▶ Deine Aufgabe: Tausche in allen folgenden Zeilen „metal chair“ gegen „steel chair“ aus und gib die Zeilen sonst unverändert wieder. Lass die Bilder in deiner Antwort weg.

********************

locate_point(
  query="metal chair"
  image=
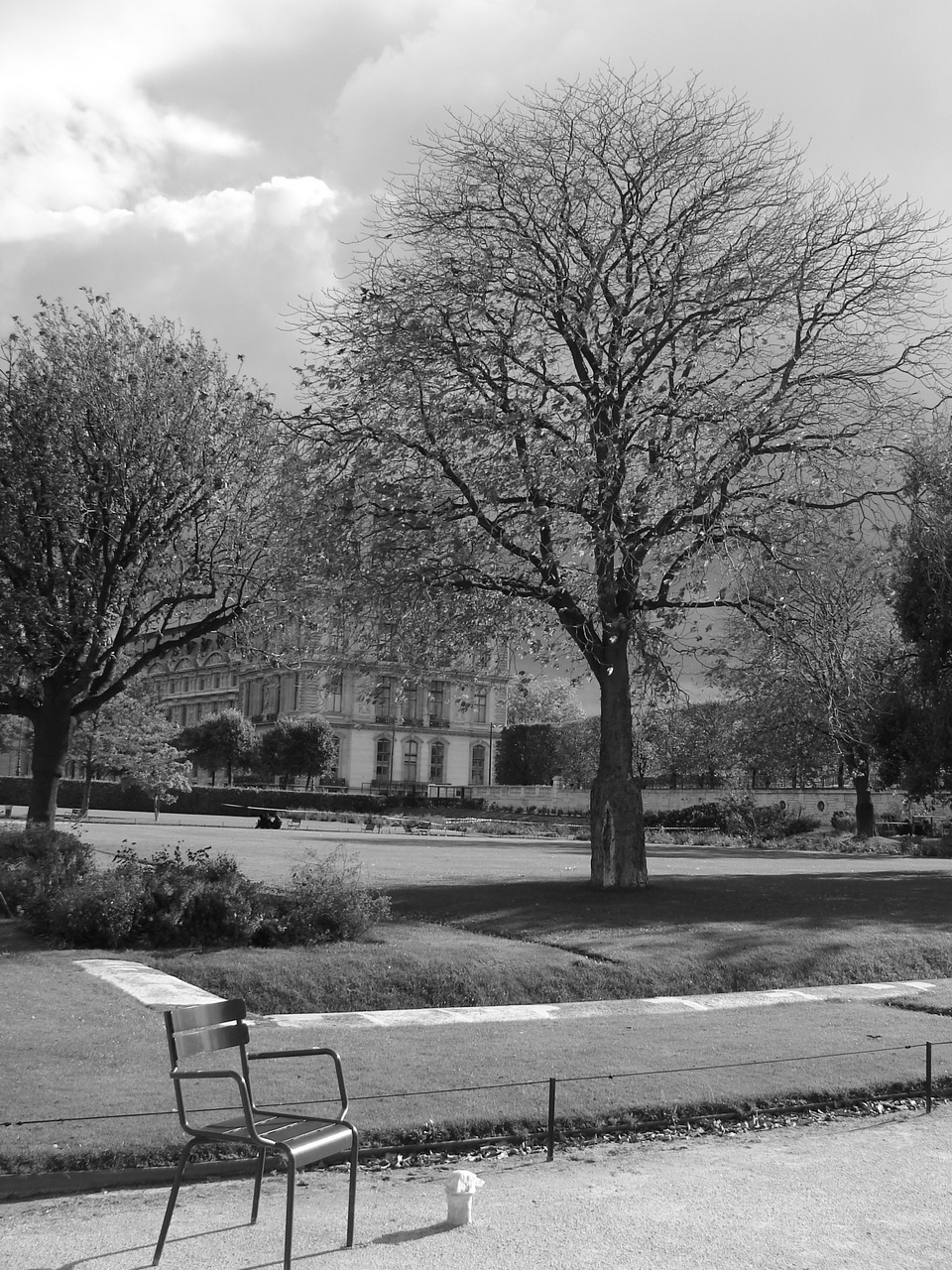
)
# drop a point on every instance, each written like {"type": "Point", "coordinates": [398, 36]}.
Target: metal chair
{"type": "Point", "coordinates": [299, 1138]}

********************

▶ Ergebnis der Übung:
locate_point(
  query="steel chair"
  image=
)
# drop a point on every instance, each written like {"type": "Point", "coordinates": [398, 36]}.
Target: steel chair
{"type": "Point", "coordinates": [299, 1138]}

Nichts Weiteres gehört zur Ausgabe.